## Given text
We should expect to suffer for our art. God knows I have for mine -- although standing in the rain outside Madrid's famous art gallery the Prado on a bitterly cold day might just have be taking it too far. It was. I quit the queue and headed back to my tiny hotel room for a warm shower, then jumped puddles to the nearby bar where I cheerfully wasted both myself and a wet Sunday.

That night I staggered back through the downpour to my room and in the dark slipped on the wet linoleum. I split open my nose on the iron doorhandle. As I was mopping up buckets of blood and feeling relieved I was so self-medicated I wasn't in pain I reflected on this appropriate end to a day which had begun badly anyway.

My intentions when I got up that miserable morning had been excellent -- the room of Goya's late period "black paintings" which I had travelled halfway around the world to see.

I woke early that day and when pulling back the curtain the whole thing crashed off its hooks. I got on the bed to put it back up, the bed wobbled and I was pitched forward, smashing against the window.

Only an unsteady hand on the frame prevented me from pitching out and onto the concrete courtyard three storeys below.

I spent an hour trying to explain by gestures and re-enactment what had happened to a dumpy and distressed cleaning woman who reacted as if I had just told her the guys from the Inquisition were popping back after lunch and they looked pretty unhappy.

There was much wailing and gnashing of teeth in rapid and incomprehensible Spanish.

I fled and made my way through increasingly heavy showers down to the gallery. Things could only improve.

But I hadn't counted on the Prado also hosting a Monet exhibition and the queues of well-prepared and elegantly dressed upper-class people bussed in at opening time with their protective umbrellas and raincoats.saturn2

My leather jacket simply directed the rain to my jeans and boots, so I cut my losses.

Goya (whose "black paintings" truly are extraordinary) would still be there when the weather improved. And they were, the following day I spent an afternoon in just that one room staring in wonder and awe.

But by fleeing the previous day I hadn't so much quit as done what major athletes do, held my efforts and energy back for a greater event.

This wasn't the first time I have suffered for great art.

In fact a fortnight before the Madrid misery I had also almost been foiled by Joan Miro in balmy Barcelona.

Miro occupies a central place in the history of contemporary art. But he almost wilfully seemed to have marginalised his magnificent museum in Barcelona. It's a bit off the beaten track and you don't want to try walking there. Take it from one who did. It's a marathon, not a sprint.

The handsome Fundacio Joan Miro has a commanding view across the city -- from which you can conclude it is located at a very high point. Very high.

It was a warm afternoon when I headed off to the much vaunted gallery on Montjuic (Jewish Mountain) in the south west of the city with its collection of around 400 of his paintings, many of them compellingly massive.

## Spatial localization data
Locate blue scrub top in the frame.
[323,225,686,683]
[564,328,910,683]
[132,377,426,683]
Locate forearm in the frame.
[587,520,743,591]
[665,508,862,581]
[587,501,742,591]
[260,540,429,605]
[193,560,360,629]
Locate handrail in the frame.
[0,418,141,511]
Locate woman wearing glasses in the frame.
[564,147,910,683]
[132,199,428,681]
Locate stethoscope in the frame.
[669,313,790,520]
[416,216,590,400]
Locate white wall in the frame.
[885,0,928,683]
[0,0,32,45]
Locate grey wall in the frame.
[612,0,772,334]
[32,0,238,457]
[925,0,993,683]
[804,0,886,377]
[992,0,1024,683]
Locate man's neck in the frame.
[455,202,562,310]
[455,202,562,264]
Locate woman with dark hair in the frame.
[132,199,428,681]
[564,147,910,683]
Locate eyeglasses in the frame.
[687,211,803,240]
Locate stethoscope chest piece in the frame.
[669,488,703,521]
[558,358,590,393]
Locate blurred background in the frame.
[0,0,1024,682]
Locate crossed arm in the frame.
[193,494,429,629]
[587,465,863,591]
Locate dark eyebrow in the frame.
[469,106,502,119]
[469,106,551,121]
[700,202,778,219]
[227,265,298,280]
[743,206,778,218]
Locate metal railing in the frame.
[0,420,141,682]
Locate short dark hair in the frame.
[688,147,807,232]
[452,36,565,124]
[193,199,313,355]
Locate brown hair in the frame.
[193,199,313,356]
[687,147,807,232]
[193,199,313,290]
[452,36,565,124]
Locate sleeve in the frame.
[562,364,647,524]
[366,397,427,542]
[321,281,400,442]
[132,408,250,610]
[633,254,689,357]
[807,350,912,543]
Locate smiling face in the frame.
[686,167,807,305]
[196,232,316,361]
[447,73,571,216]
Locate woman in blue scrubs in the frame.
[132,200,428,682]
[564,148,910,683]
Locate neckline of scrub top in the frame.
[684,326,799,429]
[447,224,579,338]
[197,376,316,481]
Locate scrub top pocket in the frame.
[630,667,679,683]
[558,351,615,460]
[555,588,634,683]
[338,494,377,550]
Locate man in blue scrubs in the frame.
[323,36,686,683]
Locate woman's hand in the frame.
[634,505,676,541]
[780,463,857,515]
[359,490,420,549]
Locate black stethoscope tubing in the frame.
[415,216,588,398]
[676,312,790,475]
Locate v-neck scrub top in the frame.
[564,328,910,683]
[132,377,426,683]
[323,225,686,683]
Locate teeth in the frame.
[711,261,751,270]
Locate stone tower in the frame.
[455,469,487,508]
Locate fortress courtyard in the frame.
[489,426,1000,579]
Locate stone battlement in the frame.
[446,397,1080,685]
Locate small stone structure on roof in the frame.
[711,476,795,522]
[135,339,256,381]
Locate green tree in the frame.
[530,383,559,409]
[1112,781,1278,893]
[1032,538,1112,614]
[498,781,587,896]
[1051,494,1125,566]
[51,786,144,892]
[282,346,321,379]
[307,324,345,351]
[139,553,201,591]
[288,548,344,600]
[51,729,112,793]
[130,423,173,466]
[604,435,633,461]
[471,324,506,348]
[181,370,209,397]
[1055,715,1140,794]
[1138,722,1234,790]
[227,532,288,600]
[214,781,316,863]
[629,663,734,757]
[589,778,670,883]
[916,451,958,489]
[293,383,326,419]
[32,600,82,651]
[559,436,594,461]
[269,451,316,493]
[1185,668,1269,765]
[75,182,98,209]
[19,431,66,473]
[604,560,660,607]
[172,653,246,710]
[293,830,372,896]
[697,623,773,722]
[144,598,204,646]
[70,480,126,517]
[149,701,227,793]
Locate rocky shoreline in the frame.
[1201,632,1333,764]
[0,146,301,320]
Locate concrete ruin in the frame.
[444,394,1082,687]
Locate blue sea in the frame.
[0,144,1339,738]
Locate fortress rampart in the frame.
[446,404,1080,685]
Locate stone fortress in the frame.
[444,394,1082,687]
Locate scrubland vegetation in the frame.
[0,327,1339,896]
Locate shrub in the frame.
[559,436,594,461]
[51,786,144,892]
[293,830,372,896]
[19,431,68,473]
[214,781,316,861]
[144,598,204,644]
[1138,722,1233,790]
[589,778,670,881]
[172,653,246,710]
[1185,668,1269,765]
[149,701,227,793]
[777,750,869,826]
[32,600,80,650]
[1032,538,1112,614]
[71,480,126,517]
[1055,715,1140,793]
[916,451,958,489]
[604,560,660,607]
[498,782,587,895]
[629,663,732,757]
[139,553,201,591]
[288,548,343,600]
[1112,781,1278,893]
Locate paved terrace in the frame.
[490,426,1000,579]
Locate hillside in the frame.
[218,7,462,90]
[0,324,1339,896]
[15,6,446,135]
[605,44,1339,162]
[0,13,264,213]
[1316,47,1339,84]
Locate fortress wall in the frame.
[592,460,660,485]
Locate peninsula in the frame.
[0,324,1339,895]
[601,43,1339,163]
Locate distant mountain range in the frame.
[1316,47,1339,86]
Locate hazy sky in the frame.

## What this exercise asks
1. According to the essay, what exhibition was the Prado also hosting?
2. Return the part of the essay starting at "In fact a fortnight" and ending at "point. Very high.".
The lines play no part in the tasks.

## Written answers
1. A Monet exhibition.

2.
In fact a fortnight before the Madrid misery I had also almost been foiled by Joan Miro in balmy Barcelona.

Miro occupies a central place in the history of contemporary art. But he almost wilfully seemed to have marginalised his magnificent museum in Barcelona. It's a bit off the beaten track and you don't want to try walking there. Take it from one who did. It's a marathon, not a sprint.

The handsome Fundacio Joan Miro has a commanding view across the city -- from which you can conclude it is located at a very high point. Very high.